- _Records for processing_
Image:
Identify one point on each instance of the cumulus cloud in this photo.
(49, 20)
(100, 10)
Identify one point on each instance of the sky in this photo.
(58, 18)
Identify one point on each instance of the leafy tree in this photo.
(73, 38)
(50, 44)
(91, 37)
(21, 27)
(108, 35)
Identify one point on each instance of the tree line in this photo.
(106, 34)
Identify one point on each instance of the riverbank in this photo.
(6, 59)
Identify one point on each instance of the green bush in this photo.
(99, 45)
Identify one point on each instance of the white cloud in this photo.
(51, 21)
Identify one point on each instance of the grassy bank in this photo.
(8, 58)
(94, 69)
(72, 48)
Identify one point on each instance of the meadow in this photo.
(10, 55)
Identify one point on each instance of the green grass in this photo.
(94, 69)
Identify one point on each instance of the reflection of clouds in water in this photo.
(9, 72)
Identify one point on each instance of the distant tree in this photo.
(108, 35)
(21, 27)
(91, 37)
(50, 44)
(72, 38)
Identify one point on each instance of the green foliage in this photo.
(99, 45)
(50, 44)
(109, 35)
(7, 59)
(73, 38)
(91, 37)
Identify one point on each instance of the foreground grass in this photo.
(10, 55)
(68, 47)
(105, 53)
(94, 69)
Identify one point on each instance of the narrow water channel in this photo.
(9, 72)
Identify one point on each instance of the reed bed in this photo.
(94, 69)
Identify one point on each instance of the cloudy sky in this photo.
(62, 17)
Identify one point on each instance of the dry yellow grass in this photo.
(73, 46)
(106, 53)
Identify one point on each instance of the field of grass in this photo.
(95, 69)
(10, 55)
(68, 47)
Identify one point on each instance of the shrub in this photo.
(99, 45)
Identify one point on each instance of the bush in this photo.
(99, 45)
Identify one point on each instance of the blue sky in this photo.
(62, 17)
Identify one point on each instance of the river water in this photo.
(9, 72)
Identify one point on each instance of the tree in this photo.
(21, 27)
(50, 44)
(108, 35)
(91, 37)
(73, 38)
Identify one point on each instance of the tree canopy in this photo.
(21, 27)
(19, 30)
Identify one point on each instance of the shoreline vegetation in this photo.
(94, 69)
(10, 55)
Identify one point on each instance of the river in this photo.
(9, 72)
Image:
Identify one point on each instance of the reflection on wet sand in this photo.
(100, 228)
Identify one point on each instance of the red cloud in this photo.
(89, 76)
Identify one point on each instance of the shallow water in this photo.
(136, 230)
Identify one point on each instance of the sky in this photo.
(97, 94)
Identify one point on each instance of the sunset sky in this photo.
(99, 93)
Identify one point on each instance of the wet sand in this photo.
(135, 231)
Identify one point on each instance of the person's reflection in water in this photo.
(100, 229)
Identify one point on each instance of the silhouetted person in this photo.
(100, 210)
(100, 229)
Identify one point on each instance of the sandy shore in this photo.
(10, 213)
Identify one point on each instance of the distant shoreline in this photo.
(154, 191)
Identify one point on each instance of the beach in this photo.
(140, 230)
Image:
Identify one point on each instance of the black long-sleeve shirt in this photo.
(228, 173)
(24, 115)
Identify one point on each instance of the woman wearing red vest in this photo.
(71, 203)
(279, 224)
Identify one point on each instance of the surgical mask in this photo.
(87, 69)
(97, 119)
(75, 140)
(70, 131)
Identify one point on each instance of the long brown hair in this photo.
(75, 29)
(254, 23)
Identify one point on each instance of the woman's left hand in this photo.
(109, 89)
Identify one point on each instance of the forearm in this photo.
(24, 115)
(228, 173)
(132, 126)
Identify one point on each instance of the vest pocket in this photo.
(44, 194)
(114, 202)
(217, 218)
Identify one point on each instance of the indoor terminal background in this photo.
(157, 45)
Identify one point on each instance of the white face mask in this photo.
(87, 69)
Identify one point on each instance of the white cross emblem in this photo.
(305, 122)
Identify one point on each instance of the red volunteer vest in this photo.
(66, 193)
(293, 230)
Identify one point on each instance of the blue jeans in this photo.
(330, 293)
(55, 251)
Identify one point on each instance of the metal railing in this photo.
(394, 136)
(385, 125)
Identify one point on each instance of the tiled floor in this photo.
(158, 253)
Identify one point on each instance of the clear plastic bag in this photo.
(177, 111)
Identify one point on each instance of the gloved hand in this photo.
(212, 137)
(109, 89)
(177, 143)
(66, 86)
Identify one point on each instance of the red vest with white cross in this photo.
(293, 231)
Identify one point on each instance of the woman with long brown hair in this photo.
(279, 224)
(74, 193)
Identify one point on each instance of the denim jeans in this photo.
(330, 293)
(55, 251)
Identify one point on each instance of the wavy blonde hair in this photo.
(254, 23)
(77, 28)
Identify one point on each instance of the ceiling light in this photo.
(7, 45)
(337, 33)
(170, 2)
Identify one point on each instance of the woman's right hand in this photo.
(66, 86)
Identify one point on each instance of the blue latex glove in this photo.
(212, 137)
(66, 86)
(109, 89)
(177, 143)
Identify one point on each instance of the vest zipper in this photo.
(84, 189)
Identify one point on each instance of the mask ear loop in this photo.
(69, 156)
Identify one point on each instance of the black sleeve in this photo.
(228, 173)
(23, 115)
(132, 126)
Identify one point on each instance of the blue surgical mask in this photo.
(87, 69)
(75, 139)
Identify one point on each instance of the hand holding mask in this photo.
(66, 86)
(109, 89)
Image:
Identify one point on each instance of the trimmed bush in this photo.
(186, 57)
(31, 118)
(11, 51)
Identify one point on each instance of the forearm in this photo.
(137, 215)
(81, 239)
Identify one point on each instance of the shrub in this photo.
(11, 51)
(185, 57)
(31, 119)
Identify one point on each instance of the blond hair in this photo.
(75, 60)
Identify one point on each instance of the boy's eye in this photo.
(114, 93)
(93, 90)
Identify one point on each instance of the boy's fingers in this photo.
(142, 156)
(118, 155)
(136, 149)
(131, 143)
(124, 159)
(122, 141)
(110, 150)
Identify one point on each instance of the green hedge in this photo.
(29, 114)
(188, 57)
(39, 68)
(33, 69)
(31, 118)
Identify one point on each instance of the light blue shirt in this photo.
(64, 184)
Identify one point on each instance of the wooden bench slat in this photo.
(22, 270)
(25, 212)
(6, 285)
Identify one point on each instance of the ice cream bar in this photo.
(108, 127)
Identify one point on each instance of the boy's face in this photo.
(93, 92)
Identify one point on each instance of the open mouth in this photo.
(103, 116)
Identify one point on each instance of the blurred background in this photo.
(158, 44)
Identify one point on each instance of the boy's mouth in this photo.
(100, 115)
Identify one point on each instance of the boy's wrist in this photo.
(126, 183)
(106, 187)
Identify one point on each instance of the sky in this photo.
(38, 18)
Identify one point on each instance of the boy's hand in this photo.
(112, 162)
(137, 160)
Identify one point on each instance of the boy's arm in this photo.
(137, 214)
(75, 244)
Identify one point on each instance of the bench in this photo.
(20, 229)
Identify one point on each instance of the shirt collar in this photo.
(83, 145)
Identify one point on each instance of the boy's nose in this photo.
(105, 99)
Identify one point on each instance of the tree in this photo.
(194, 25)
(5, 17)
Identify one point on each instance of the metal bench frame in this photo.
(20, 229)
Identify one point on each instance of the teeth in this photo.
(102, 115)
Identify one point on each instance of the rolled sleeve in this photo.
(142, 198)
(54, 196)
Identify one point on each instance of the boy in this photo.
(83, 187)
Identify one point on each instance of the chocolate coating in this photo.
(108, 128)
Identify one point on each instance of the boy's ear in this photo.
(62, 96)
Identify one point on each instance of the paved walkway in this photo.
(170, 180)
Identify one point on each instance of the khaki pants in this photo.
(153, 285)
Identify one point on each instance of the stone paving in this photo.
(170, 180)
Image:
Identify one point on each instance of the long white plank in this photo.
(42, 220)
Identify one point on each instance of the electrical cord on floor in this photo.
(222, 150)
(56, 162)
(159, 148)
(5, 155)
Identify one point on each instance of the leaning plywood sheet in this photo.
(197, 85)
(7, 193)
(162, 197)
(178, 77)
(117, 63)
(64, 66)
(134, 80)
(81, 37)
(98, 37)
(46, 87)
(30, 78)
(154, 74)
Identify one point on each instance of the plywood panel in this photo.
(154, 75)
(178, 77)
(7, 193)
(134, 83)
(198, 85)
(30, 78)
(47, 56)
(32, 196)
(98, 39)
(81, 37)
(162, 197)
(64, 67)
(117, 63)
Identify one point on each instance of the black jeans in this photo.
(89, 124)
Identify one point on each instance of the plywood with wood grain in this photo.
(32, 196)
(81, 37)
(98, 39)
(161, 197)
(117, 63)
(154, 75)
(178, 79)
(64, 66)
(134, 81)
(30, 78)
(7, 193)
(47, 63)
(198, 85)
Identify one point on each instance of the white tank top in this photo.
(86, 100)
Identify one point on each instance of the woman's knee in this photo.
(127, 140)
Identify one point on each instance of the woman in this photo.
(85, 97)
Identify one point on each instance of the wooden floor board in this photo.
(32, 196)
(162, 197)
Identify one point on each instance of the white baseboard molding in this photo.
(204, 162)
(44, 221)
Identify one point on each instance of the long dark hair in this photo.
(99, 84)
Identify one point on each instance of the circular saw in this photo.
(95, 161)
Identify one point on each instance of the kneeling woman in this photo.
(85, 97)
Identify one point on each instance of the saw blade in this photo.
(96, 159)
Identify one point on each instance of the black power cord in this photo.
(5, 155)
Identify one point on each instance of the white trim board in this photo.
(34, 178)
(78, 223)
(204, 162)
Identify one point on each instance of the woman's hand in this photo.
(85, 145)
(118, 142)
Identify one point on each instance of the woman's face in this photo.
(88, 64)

- _Exercise_
Starting at the line that contains "Identify one point on each instance of the long dark", retype each remaining line of the records exactly; that line and the last line are both included.

- _Result_
Identify one point on each instance of the long dark hair in this photo.
(99, 84)
Identify one point on each instance of the circular saw in this photo.
(95, 161)
Identify one point on each instance of the kneeling woman in this photo.
(85, 97)
Identify one point on each instance of the saw blade in this photo.
(96, 159)
Identify one point on each instance of the black power cord in this photo.
(5, 155)
Identify one point on each instance of the white trim board in this photo.
(34, 178)
(78, 223)
(204, 162)
Identify one point on each instance of the woman's hand in this photo.
(85, 145)
(118, 142)
Identify one point on each instance of the woman's face in this photo.
(88, 64)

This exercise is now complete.